* Records supplied *

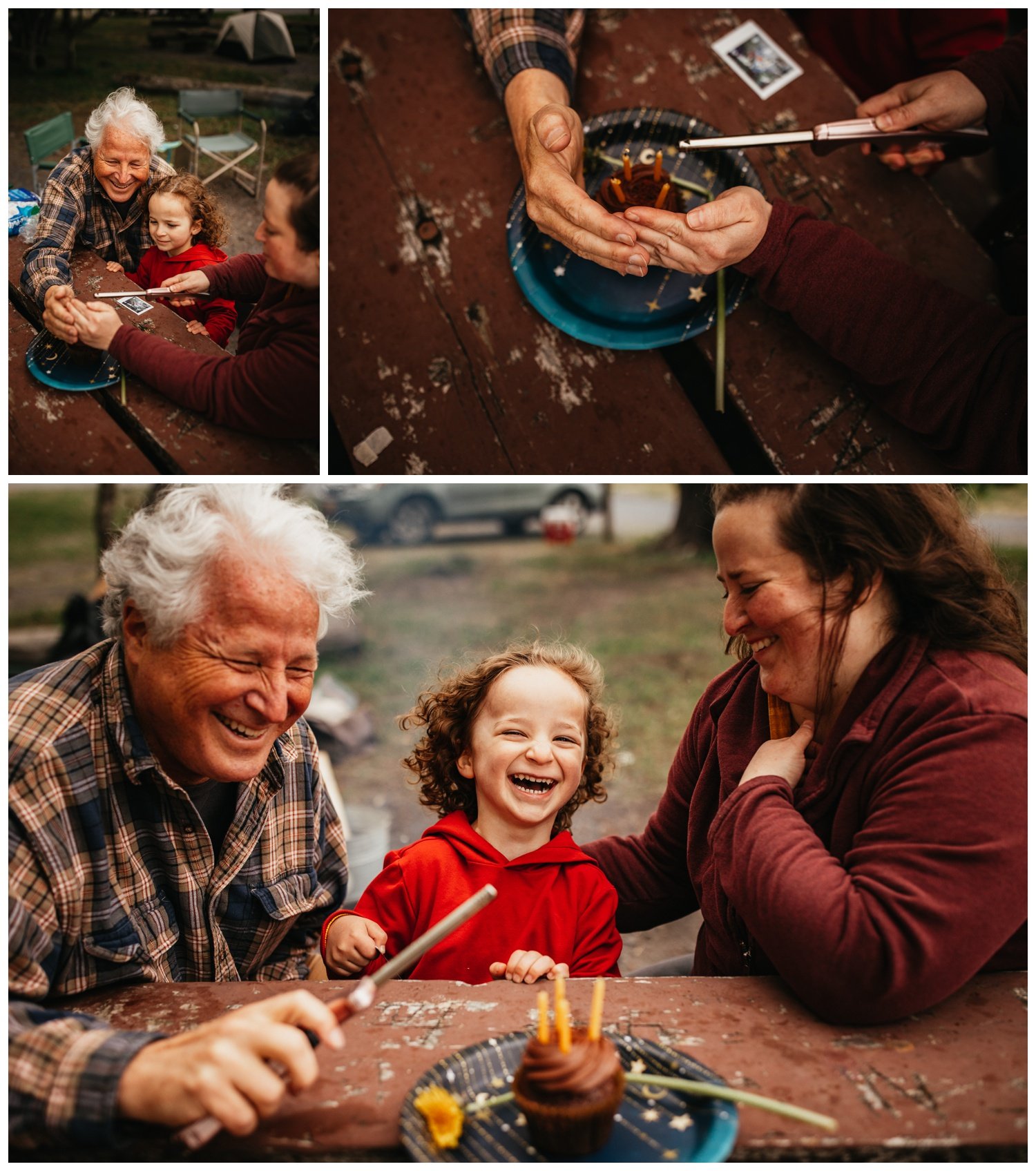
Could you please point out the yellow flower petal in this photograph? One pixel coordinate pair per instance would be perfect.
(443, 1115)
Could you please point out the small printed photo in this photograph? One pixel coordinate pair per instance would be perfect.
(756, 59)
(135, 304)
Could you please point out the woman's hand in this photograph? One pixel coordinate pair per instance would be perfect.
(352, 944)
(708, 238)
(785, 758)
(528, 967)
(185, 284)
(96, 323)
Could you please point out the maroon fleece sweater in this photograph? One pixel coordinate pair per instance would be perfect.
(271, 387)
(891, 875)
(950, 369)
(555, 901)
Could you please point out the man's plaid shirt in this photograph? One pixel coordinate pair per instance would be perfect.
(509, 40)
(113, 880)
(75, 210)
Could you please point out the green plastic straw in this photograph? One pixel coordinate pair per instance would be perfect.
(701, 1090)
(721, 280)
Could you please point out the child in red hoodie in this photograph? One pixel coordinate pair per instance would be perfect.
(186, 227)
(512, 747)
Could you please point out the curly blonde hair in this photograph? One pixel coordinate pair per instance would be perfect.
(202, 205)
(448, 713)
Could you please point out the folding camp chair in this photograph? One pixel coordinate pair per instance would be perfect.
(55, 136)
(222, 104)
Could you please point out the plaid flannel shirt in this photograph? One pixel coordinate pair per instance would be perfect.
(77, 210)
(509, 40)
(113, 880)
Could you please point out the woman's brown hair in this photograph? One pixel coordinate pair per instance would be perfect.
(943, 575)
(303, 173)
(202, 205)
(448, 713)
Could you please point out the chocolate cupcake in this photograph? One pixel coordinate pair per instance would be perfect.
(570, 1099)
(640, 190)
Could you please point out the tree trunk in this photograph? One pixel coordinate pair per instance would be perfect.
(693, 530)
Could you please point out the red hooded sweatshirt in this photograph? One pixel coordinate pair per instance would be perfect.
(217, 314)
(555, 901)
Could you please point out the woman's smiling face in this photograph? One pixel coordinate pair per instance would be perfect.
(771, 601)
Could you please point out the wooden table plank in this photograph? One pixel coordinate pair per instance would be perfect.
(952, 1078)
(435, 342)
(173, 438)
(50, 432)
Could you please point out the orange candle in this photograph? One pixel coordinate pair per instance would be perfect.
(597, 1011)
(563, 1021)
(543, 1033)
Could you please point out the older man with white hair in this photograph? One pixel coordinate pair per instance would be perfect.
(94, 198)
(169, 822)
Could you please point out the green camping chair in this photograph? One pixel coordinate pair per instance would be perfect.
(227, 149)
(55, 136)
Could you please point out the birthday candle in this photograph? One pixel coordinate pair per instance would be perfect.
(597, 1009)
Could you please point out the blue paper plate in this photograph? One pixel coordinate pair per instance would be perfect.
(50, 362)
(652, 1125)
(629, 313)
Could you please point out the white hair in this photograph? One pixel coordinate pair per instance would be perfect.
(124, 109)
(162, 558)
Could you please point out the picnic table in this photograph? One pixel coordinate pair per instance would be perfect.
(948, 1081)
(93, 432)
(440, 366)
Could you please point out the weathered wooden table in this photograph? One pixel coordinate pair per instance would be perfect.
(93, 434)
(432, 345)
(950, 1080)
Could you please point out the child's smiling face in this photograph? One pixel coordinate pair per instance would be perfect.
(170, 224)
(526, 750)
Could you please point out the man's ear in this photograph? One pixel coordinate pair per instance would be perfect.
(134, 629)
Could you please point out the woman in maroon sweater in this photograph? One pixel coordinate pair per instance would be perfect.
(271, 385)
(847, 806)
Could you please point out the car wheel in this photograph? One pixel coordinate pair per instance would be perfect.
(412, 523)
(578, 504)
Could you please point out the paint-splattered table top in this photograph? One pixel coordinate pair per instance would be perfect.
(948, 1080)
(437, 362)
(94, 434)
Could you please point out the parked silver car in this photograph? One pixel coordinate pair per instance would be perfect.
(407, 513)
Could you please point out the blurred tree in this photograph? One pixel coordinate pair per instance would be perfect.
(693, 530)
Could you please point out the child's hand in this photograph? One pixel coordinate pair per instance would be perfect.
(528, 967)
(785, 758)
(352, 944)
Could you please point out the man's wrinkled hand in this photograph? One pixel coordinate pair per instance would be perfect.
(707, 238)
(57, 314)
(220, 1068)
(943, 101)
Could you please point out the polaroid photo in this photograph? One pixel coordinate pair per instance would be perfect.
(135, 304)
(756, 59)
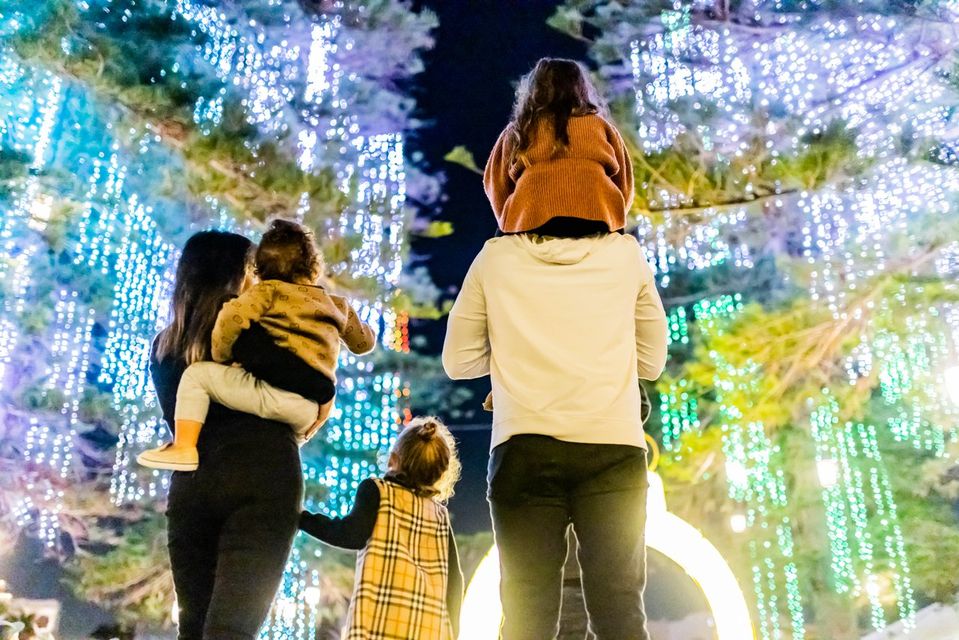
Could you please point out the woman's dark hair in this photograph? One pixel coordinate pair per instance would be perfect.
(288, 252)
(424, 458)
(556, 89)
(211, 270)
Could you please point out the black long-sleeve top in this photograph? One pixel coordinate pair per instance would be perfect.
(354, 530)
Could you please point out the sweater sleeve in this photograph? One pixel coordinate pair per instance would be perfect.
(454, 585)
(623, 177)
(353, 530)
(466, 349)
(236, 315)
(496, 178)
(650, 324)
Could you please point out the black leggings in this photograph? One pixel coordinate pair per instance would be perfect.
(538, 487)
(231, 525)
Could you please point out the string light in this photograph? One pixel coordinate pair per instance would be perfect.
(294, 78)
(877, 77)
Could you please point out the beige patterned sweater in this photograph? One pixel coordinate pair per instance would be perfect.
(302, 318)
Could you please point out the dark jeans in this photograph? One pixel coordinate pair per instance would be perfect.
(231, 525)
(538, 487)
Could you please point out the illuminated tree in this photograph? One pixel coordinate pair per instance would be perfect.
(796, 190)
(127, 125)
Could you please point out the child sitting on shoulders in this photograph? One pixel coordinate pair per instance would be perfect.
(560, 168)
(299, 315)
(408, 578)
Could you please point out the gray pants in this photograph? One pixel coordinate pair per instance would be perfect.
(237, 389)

* * *

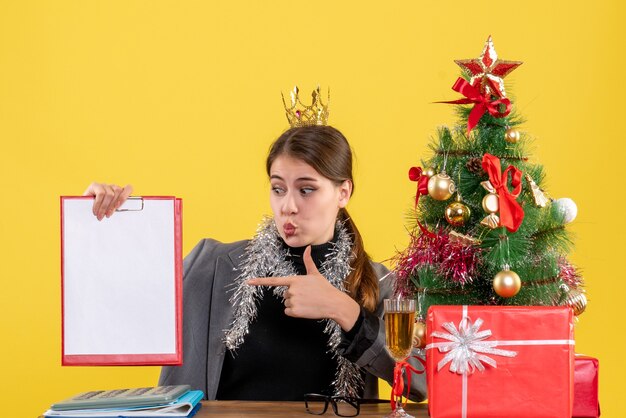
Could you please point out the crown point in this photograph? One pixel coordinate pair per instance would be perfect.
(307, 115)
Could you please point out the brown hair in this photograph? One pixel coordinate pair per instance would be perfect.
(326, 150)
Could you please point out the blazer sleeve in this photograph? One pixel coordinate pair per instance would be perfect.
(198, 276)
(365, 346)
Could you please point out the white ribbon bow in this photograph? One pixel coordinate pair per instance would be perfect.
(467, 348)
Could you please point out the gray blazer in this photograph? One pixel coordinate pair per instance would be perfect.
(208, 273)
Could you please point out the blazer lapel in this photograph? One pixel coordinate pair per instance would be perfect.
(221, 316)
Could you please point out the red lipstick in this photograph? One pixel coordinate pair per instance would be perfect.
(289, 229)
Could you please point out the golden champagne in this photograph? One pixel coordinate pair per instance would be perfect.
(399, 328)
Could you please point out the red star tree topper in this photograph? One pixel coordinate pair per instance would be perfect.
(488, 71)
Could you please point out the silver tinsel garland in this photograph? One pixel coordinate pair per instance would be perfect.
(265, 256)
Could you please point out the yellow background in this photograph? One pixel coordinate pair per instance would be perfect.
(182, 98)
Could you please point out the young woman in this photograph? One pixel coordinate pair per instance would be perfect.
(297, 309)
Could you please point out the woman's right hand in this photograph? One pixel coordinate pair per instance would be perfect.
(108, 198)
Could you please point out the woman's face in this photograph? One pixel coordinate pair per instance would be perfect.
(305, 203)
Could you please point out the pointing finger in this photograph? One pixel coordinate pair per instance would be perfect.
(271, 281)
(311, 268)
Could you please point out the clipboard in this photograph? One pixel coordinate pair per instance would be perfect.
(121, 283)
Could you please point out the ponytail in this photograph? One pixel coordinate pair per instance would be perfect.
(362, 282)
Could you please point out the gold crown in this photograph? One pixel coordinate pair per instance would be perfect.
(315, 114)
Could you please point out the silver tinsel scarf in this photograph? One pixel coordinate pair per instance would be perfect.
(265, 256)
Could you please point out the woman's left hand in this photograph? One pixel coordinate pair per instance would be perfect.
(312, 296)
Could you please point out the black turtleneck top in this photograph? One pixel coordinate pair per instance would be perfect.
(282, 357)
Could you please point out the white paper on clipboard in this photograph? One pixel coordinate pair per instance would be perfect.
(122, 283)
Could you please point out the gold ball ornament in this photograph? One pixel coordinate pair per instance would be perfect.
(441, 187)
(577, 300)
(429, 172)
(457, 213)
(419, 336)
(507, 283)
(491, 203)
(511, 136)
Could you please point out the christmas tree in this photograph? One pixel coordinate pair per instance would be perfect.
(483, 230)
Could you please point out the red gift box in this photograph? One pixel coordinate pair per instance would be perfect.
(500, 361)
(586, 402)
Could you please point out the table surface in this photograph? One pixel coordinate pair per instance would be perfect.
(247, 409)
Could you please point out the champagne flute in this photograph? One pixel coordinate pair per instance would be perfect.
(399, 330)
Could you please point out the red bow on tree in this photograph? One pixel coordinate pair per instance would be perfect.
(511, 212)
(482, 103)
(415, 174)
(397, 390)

==

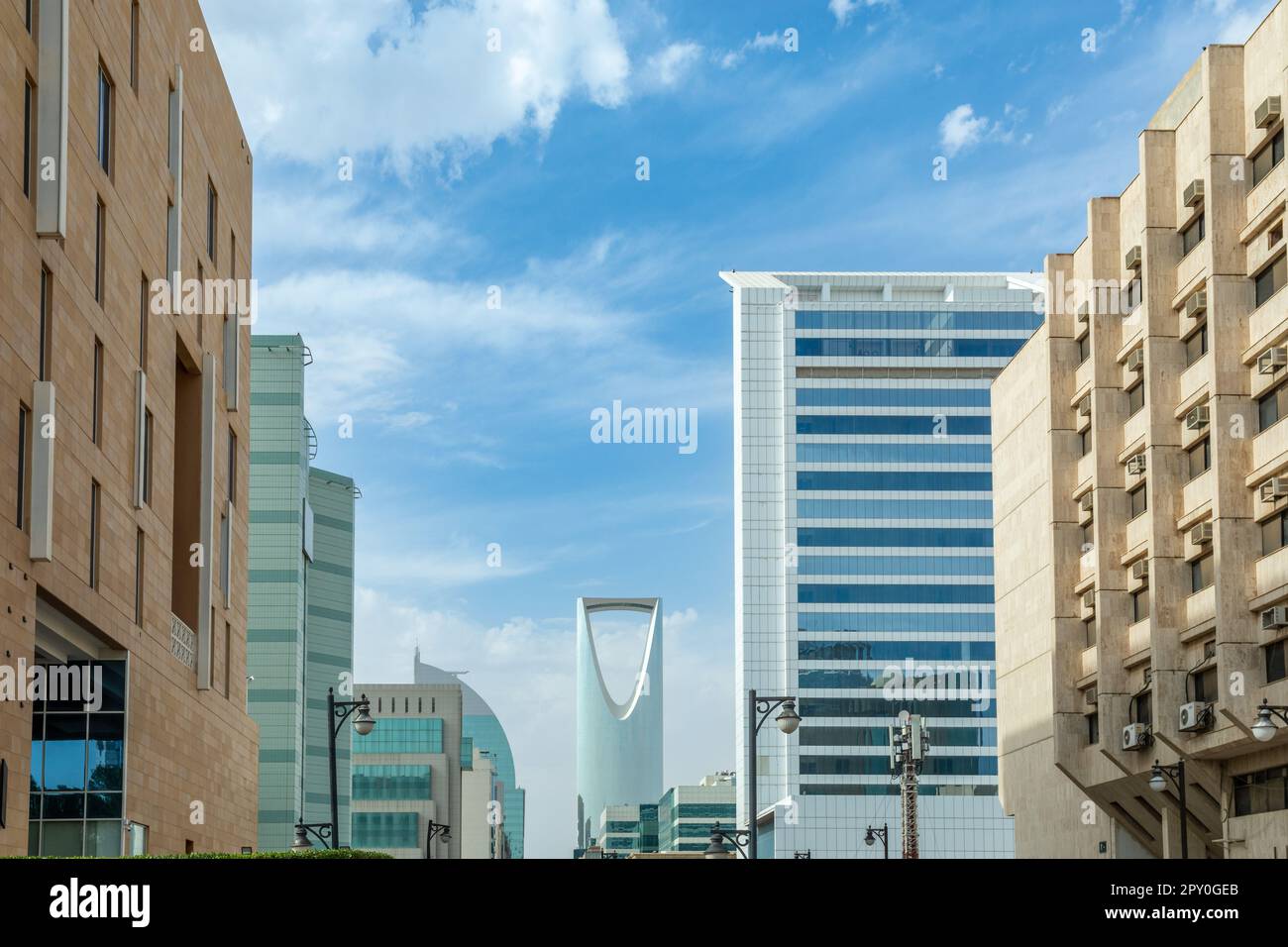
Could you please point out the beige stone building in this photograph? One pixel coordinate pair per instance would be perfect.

* Exercise directions *
Please count the rows above that contain the word "smiling" and give only the number.

* Answer below *
2